Contour labeling items:
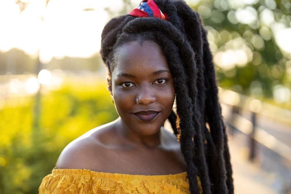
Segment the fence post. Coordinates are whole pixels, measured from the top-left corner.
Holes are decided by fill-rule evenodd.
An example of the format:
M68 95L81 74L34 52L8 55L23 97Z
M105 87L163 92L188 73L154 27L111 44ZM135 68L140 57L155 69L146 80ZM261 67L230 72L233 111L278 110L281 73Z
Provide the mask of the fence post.
M249 135L250 149L249 159L252 161L253 161L255 159L256 155L256 141L255 140L256 115L255 113L252 111L251 112L251 121L253 124L253 129Z

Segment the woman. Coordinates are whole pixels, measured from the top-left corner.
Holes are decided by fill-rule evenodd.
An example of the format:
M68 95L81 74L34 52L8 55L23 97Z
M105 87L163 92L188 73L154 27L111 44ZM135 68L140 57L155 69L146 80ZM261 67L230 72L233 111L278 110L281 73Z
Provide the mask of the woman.
M233 193L206 35L180 1L144 0L109 21L101 52L120 116L69 144L40 193Z

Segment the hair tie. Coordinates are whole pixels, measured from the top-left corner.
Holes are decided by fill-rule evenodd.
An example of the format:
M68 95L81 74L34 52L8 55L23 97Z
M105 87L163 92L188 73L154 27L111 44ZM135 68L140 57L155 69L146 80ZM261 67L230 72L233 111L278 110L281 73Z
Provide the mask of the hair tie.
M128 14L136 17L153 17L165 20L168 17L167 14L162 12L153 0L143 0Z

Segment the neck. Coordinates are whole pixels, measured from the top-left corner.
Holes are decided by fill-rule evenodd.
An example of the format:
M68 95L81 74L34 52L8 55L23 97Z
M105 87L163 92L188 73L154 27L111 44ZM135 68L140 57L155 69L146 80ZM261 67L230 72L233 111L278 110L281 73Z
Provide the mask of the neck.
M117 120L115 129L117 135L135 147L141 146L153 149L162 145L162 132L160 129L155 134L145 135L130 128L120 117Z

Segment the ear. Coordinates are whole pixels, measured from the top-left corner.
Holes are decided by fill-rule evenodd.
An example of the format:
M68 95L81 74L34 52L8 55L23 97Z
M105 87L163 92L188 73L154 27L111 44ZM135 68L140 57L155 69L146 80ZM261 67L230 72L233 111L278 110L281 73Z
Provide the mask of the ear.
M110 95L112 96L112 82L111 79L108 76L107 77L107 83L108 84L108 86L107 86L107 90L109 91Z

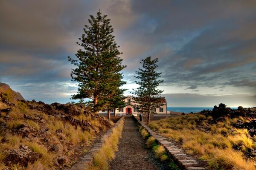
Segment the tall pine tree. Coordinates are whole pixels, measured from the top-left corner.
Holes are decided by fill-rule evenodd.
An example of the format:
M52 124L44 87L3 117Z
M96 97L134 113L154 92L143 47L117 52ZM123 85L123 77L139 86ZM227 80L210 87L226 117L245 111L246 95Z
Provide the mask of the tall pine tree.
M84 48L77 51L78 60L68 57L68 60L76 68L72 69L72 81L78 82L78 92L73 99L90 99L93 111L98 112L108 103L108 99L114 96L119 88L122 73L119 72L126 66L122 64L122 59L119 46L111 34L113 31L107 15L99 11L96 17L90 16L90 26L85 26L84 34L77 42Z
M133 99L139 104L134 107L138 108L140 112L148 113L148 124L150 122L151 113L154 113L153 108L163 105L161 102L162 99L158 96L163 91L157 88L159 84L163 82L163 80L157 80L162 73L155 71L158 67L156 64L158 62L157 58L151 60L151 57L148 57L140 62L143 69L139 68L139 71L135 71L137 76L135 77L139 79L135 82L140 87L136 89L133 89L134 92L132 93L137 96L133 96Z

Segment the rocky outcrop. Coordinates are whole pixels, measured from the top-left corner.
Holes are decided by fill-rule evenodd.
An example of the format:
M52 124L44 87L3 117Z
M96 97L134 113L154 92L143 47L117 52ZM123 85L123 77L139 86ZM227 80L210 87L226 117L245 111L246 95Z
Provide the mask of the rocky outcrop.
M21 144L19 149L10 150L5 161L26 166L29 162L32 164L42 156L41 153L33 152L27 146Z
M24 98L23 98L20 93L16 92L14 91L12 88L11 88L9 85L7 85L7 84L0 82L0 97L2 97L4 100L4 98L2 96L2 94L3 93L4 93L4 94L5 93L9 93L10 94L12 95L11 96L11 99L12 101L9 101L8 102L13 102L17 100L25 100L25 99L24 99Z

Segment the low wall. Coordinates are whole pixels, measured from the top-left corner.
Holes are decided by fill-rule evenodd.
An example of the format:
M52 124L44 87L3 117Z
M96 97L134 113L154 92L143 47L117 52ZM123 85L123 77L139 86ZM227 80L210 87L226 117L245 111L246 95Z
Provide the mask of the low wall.
M205 170L204 167L200 167L198 162L195 158L188 155L183 150L176 146L173 142L169 141L167 138L160 136L157 132L152 130L147 125L140 122L135 116L133 116L133 118L156 139L158 144L164 147L168 153L169 158L173 160L180 168L187 170Z
M109 138L112 133L113 128L117 127L120 124L121 121L125 118L125 116L122 117L117 121L112 128L108 130L104 135L102 136L100 142L94 144L92 148L88 151L86 155L80 158L77 163L75 164L69 170L84 170L86 169L87 166L92 163L93 161L93 155L96 153L101 147L104 142L104 139Z

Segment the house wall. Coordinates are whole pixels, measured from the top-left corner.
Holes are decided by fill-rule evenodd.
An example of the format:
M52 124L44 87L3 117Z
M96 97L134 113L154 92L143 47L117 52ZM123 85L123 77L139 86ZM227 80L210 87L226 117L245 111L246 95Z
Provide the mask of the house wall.
M126 98L125 99L125 102L128 102L127 99L130 99L130 101L131 101L131 97L128 96L127 96L127 97L126 97ZM123 111L122 112L120 111L119 110L119 109L116 109L116 114L126 114L126 108L131 108L131 110L132 111L132 114L139 114L139 113L140 113L140 112L135 111L135 108L133 108L132 106L131 106L131 105L134 105L135 103L134 103L133 102L131 102L130 103L131 104L131 105L127 105L127 106L126 106L125 107L123 108ZM161 107L161 108L163 108L163 112L160 112L160 108L156 108L156 112L158 114L167 114L167 103L165 103L164 105L163 105ZM99 113L107 113L108 110L105 110L105 112L103 112L102 110L100 110L100 111L99 112ZM110 113L113 113L114 112L113 111L111 112Z

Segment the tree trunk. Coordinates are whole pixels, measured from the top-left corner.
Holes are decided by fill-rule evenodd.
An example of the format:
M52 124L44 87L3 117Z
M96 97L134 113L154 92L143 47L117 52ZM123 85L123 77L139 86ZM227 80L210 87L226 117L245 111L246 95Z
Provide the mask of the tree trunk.
M98 103L98 99L96 98L94 98L94 99L93 100L93 105L97 105L97 103Z
M108 119L110 120L110 109L108 108Z
M150 122L150 108L148 107L148 122L147 124L148 125Z
M148 125L150 122L150 112L148 112L148 122L147 124Z

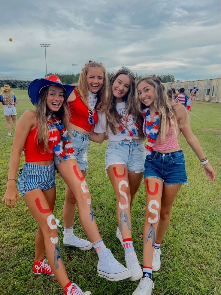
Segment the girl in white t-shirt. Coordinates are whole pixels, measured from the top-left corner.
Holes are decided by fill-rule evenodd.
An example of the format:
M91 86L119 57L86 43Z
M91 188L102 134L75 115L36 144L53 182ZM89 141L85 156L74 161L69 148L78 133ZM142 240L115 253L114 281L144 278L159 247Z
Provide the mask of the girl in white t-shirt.
M98 113L98 121L90 139L101 143L106 133L109 142L106 153L106 170L117 199L119 227L117 236L125 251L131 281L143 275L133 244L131 211L144 175L145 149L142 118L135 103L136 75L122 67L111 77L107 100Z

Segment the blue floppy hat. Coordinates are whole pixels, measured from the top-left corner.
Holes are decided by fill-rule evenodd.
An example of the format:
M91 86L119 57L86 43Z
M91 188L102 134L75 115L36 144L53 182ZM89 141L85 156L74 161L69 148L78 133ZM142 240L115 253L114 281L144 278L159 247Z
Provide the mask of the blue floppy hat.
M29 96L33 104L36 104L38 102L39 93L42 89L46 86L51 85L62 87L66 93L67 99L76 87L74 85L63 84L58 77L55 75L51 75L46 78L35 79L29 84L28 89Z

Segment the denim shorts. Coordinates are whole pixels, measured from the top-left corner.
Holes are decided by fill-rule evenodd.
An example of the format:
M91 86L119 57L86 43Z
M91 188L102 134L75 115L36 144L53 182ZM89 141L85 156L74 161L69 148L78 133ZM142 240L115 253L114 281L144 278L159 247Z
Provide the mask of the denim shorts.
M153 177L165 184L188 183L183 151L160 153L153 151L146 157L144 177Z
M74 154L68 158L65 159L59 155L54 154L54 163L56 166L59 164L60 161L66 161L70 159L76 160L82 171L88 169L87 160L87 148L89 144L89 134L83 133L74 129L71 129L72 132L71 140L74 150Z
M143 172L145 156L143 142L109 141L106 150L105 170L110 165L123 164L129 171Z
M36 189L50 189L55 186L55 171L53 163L44 166L26 162L21 174L19 174L18 190L23 196L27 192Z

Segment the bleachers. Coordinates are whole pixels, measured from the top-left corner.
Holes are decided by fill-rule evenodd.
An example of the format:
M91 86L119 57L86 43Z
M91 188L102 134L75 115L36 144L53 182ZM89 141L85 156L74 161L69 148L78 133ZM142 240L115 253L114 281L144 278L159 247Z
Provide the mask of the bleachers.
M0 87L8 84L12 88L27 89L30 82L36 78L0 76Z

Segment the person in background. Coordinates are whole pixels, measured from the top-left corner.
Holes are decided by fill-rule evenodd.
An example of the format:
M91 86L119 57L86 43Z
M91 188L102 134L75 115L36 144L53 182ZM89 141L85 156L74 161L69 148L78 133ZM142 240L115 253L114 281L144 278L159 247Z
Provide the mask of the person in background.
M4 87L1 87L1 89L2 91L0 95L0 102L4 106L3 113L7 122L8 135L11 136L11 118L15 127L17 123L17 112L15 108L17 100L8 84L5 84Z
M195 90L192 90L190 92L190 95L189 96L189 97L187 100L186 103L186 106L187 109L190 112L191 112L192 107L194 103L194 100L195 99L195 96L196 93L196 91Z
M187 108L186 103L188 99L188 97L185 93L185 89L184 88L180 88L180 94L177 95L174 100L174 102L178 103L182 105L183 106Z
M173 91L173 100L174 100L177 96L179 95L179 92L176 91L174 87L171 87L171 90Z

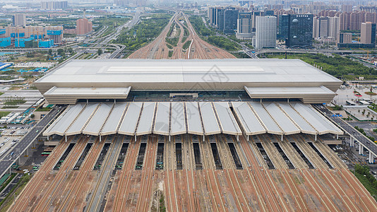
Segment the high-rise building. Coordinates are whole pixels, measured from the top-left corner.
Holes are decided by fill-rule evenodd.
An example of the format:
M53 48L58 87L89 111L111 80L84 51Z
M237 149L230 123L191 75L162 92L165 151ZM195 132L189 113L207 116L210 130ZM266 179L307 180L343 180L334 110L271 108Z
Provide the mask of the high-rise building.
M337 37L340 32L340 19L339 17L328 18L328 37Z
M68 8L68 1L41 1L40 7L43 10L56 10Z
M14 14L13 24L13 25L26 26L26 16L25 14Z
M76 20L76 34L85 35L93 30L92 22L87 18L80 18Z
M240 13L237 20L237 33L236 37L238 39L251 39L251 13Z
M315 17L313 21L313 38L328 37L328 18Z
M360 42L363 44L376 43L376 23L361 23Z
M352 43L352 33L340 33L337 34L337 42L338 43Z
M276 16L257 16L256 20L256 49L276 47L277 19Z
M279 30L277 39L288 39L289 30L289 16L287 14L279 16Z
M289 14L288 38L285 45L289 47L307 47L313 44L313 15Z
M232 7L209 8L210 25L224 33L234 33L237 29L238 13L239 10Z
M237 29L239 11L234 8L227 9L224 17L224 33L232 34Z
M342 11L343 12L352 12L352 6L351 4L349 5L342 5Z

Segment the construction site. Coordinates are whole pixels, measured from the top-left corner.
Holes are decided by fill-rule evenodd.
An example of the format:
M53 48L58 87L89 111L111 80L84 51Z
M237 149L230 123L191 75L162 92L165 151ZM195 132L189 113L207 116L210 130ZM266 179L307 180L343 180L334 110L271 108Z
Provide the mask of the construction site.
M70 61L35 83L68 106L10 211L373 211L328 146L352 141L322 110L341 83L299 60Z

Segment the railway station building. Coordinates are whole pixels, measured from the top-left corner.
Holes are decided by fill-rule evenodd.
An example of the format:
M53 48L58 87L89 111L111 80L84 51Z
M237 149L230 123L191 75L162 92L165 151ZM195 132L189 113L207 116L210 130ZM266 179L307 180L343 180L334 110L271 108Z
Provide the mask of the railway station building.
M342 81L298 59L73 60L36 81L68 105L44 135L343 132L311 104Z

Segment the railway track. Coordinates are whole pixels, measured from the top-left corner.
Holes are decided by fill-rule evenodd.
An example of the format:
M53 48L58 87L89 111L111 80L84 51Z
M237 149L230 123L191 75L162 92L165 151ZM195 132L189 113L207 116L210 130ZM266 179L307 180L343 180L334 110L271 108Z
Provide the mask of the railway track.
M115 194L113 211L125 211L124 206L125 205L125 201L127 200L126 192L129 187L131 178L132 177L131 175L135 169L135 164L140 148L140 141L135 141L133 139L128 146L128 150L127 150L128 153L126 157L124 157L124 165L121 170L119 182L118 182L118 187Z
M149 211L148 206L152 194L151 191L153 187L153 174L155 167L157 145L157 137L150 136L147 144L148 151L145 155L145 165L143 165L144 173L141 175L141 188L139 193L139 198L136 203L136 211ZM149 148L149 146L152 146L150 148Z
M25 208L30 203L30 194L35 194L36 190L40 188L47 175L54 168L55 164L58 163L59 159L69 146L72 139L73 137L71 137L67 142L64 142L64 139L60 141L58 146L54 149L41 166L39 171L35 174L30 182L25 187L19 196L15 200L11 211L23 211L26 210Z
M167 141L167 167L165 170L165 187L167 187L167 191L168 192L169 202L167 204L168 209L170 211L179 211L179 207L178 205L178 201L176 199L176 192L174 180L174 146L175 145L175 136L173 137L171 141ZM172 182L171 182L172 181ZM168 210L169 211L169 210Z
M101 167L101 173L100 175L100 177L97 180L97 184L95 185L94 190L92 191L92 195L85 207L86 211L100 211L102 199L105 193L104 189L107 187L108 180L110 178L110 175L114 170L117 156L119 155L123 141L124 141L124 136L119 135L118 136L119 137L113 138L112 141L111 141L111 146L109 151L107 151L103 165ZM121 138L119 136L121 136ZM93 166L94 164L92 165L92 167ZM96 197L98 198L98 199L96 199ZM68 210L67 211L70 211Z
M182 155L184 156L184 165L185 168L184 169L184 173L186 176L186 184L187 185L187 193L188 196L188 211L199 211L199 206L196 204L196 199L193 191L196 189L195 181L193 179L193 172L194 170L193 163L193 150L192 147L192 140L191 136L188 135L183 136L182 137L182 145L183 149L186 150L186 153L184 151ZM190 139L188 139L188 137ZM192 188L192 190L191 190Z
M237 175L236 174L236 164L234 163L234 161L233 160L233 158L231 156L232 153L230 153L230 151L229 149L229 147L227 146L227 139L225 138L224 135L218 136L220 137L220 143L222 145L222 149L225 150L225 151L227 151L227 157L225 157L226 163L228 163L228 167L230 167L230 169L227 169L226 172L229 177L229 180L230 181L232 184L232 187L234 193L234 198L237 199L237 201L238 202L238 204L241 208L241 211L251 211L251 209L250 208L246 198L246 194L244 194L244 191L242 191L242 188L241 187L239 181L237 177ZM234 137L232 136L233 142L234 142ZM217 139L218 141L219 139ZM241 194L241 195L239 195ZM239 196L241 196L242 202L239 201Z
M213 158L211 156L212 155L212 150L209 147L209 141L204 141L201 139L199 139L200 145L202 147L202 150L203 153L206 153L207 154L205 156L203 155L203 168L205 170L205 180L206 182L208 182L208 189L210 191L210 193L211 194L211 199L213 200L212 206L213 207L215 206L215 211L225 211L225 207L224 206L224 202L222 201L222 199L220 196L220 192L218 187L217 182L216 180L216 175L215 175L215 172L213 170L213 168L215 167L215 165L213 163L210 163L210 161L213 161ZM210 158L213 160L210 160L209 158ZM215 192L214 190L215 187Z
M60 191L64 176L68 177L68 172L73 170L76 162L78 160L81 153L84 150L88 140L88 138L81 139L75 145L54 178L52 184L49 186L46 192L43 192L43 196L33 209L35 211L47 211L48 210L48 206L50 206L52 196L56 191Z

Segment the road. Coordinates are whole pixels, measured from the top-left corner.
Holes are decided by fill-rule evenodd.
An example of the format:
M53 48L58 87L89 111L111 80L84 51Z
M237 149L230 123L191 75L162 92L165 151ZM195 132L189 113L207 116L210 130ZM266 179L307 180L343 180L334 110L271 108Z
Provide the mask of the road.
M352 135L358 141L359 141L366 149L370 152L372 152L375 157L377 157L377 145L366 138L364 135L356 130L354 127L347 123L345 120L340 117L332 117L332 113L327 107L325 107L321 105L313 105L318 110L324 113L330 119L337 124L342 129L346 131L349 135Z
M9 169L12 164L20 158L22 153L25 151L32 141L43 131L44 127L64 110L65 107L53 108L11 150L8 151L3 158L0 159L0 175L2 176Z

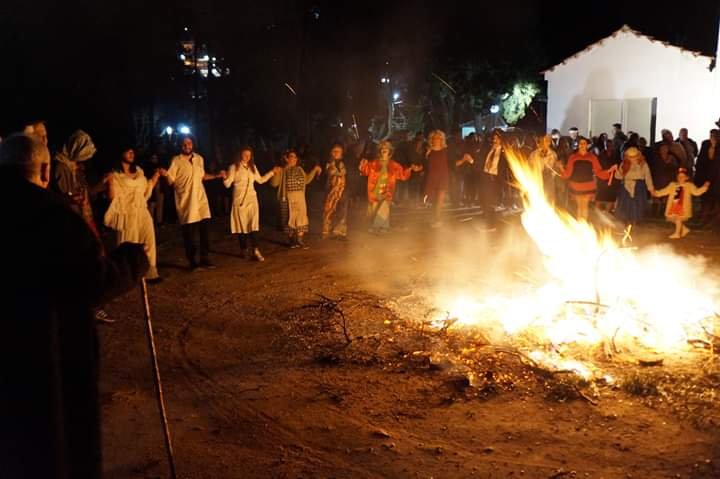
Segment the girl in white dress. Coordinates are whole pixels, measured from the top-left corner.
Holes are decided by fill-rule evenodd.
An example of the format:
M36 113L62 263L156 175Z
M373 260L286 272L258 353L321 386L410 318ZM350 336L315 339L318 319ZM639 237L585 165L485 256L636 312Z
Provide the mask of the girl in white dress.
M233 187L233 205L230 212L230 232L239 235L240 247L250 258L264 261L258 248L257 232L260 230L260 206L258 205L255 183L265 183L277 173L274 168L261 176L253 161L253 151L243 147L230 166L223 183L225 188Z
M159 282L157 271L157 250L155 249L155 227L147 206L147 200L157 184L160 172L156 171L149 180L143 170L135 164L135 151L123 151L120 167L106 177L111 203L105 213L104 222L117 231L118 244L140 243L145 246L150 269L146 274L148 282Z

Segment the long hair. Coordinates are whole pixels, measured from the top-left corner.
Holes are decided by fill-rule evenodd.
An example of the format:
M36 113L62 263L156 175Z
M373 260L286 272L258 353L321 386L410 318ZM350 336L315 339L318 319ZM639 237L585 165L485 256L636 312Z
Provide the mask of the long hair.
M390 143L390 140L383 140L380 143L378 143L378 148L377 148L378 160L380 159L380 150L382 150L383 148L387 148L388 150L390 150L390 154L388 155L388 158L392 158L392 154L395 151L395 148L393 148L392 143Z
M255 169L255 152L250 146L241 146L240 149L237 150L237 153L235 153L235 161L233 163L235 164L235 168L240 168L242 154L246 151L250 152L250 161L248 162L248 168L250 168L250 171L252 171Z
M447 138L445 136L445 132L442 130L433 130L428 135L428 145L432 147L432 142L435 137L439 137L441 140L441 148L444 150L447 148Z
M645 163L645 156L643 156L642 152L634 146L631 146L630 148L625 150L625 153L623 153L623 162L621 166L623 175L626 175L627 172L630 171L630 167L632 166L632 160L630 160L630 156L628 155L628 153L632 152L632 150L637 151L637 155L633 155L633 157L637 156L638 164L642 165L643 163Z

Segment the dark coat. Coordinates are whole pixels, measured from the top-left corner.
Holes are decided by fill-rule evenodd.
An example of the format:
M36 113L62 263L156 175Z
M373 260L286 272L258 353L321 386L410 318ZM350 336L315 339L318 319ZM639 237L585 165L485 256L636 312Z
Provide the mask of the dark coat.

> [Short exercise] Count the lines in the data above that contain the word "woman". Reply with that number alone.

> [Written answer] 2